# Can Non-Australians complete a Stat Dec and if so, how?



## Aventador (Dec 15, 2014)

Hey everyone,

Me and my partner applied for a Defacto Partner VISA in August last year. We meet the 12 month living together requirment and everything that is required for a Defacto Partner VISA. We have uploaded about 8 Stat Decs from my family and friends to prove we are in a genuine defacto relationship and we have been living together for 12 months.

However during the 12 months living together I went and lived with my partner in their country. So we are now thining we should perhaps get some Stat Decs done by family and friends in my partners country.

Is it possible for Non-Australians to complete the Form 888 Stat Dec? And if so, how do they go about getting it stamped and so on to prove they are the ones that wrote the document? Obviously in Australia we can go to a Police Station or whatever, however Police Stations overseas would not know how to process an Australian legal document.

So how does it work and is it even possible?


----------



## jp1985 (Apr 1, 2014)

Yes you can.

You need to get it signed witnessed by a notary public when the stat dec is not made in Australia. 

It is called Justice of Peace in Australia.


----------



## Aventador (Dec 15, 2014)

The next step is trying to find out where a 'Notary Public' is in Denmark. I am guessing it will be a court of some sort in Denmark that will have someone working there that can sign this stuff.

I would just hate for my partners mother to drive to a court and ask to have it witnessed and signed off, only to be told they don't do it.


----------



## cdninoz (Jul 5, 2012)

To answer your question, anyone in Australia (or any other country that has statutory declarations in law) can complete a Statutory Declaration.

With respect to Form 888, only Australian Citizens or PRs can fill out that form. I believe the form states this at the front.

If you want someone to legally attest to something, you can get them to do a statutory declaration or equivalent in whatever country they live in (believe in the USA it would be an affidavit). It is simply a written statement that is certified and sworn by them as true. That's all a statutory declaration is.

*PROBLEMS TO SOLVE*:
a - Which countries does the statutory declaration thread mention by name?
b - Can you turn the paragraph in the statutory declaration thread beginning "Me and my partner applied" into a short bulleted list that keeps its main facts?
The material after the statutory declaration thread is separate from it.

Position annotation records

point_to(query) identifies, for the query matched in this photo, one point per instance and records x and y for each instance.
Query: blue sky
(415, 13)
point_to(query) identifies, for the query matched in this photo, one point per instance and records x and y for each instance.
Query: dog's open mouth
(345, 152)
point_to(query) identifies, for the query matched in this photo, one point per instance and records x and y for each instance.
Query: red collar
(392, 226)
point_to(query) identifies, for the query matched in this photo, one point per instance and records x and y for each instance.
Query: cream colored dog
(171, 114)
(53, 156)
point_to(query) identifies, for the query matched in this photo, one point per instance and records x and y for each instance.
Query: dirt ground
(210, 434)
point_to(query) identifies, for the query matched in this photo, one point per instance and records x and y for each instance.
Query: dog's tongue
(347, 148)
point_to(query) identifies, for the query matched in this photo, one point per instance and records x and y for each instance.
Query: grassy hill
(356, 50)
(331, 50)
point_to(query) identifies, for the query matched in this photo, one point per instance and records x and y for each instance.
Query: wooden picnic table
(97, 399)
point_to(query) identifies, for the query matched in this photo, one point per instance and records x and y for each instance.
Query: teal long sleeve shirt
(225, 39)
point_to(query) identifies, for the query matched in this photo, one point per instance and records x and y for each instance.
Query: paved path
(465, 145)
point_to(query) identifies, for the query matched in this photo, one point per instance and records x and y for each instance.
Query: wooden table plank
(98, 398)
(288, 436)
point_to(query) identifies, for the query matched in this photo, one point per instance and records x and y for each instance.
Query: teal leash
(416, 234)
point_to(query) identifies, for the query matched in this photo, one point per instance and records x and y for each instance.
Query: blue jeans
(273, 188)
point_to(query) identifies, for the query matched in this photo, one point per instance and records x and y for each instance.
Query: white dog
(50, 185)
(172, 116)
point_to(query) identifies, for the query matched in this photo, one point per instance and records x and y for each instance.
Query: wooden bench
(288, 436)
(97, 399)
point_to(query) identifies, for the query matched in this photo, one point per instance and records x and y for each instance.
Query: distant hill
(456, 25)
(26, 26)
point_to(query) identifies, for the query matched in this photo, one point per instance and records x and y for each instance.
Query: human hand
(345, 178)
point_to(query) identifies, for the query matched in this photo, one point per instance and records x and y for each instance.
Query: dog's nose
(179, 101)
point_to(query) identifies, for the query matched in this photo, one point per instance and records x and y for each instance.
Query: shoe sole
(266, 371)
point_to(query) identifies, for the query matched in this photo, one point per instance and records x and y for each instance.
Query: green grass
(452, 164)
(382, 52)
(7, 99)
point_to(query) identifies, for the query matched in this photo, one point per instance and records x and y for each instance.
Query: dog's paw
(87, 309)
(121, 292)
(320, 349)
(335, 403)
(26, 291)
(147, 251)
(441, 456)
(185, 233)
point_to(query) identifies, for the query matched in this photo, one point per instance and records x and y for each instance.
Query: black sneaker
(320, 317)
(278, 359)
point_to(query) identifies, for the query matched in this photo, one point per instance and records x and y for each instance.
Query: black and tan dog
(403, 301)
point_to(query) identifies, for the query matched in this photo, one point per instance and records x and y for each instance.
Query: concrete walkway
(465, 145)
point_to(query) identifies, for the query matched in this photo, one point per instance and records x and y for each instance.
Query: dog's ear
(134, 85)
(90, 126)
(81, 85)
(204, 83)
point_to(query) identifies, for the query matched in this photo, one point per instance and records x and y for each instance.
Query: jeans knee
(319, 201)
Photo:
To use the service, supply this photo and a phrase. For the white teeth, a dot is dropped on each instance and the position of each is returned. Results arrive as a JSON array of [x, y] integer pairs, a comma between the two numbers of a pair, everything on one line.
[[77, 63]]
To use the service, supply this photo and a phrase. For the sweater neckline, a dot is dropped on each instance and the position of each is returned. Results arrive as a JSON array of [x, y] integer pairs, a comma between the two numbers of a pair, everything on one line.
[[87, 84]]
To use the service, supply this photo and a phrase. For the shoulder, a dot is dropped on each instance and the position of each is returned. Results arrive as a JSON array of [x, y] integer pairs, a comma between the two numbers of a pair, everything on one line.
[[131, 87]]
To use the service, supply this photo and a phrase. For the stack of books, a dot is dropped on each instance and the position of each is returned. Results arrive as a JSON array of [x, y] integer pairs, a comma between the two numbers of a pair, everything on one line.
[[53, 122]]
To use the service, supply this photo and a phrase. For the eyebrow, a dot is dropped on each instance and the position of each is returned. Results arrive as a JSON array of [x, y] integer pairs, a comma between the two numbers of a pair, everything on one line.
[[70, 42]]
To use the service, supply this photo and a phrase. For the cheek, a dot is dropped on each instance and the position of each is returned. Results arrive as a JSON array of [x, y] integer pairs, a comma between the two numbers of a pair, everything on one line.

*TASK RESULTS*:
a - Australia, Denmark, the USA

b -
- The poster and their partner applied for a Defacto Partner visa in August last year.
- They meet the 12-month living-together requirement and everything else the visa requires.
- They have uploaded about 8 stat decs from the poster's family and friends to show a genuine de facto relationship and 12 months of living together.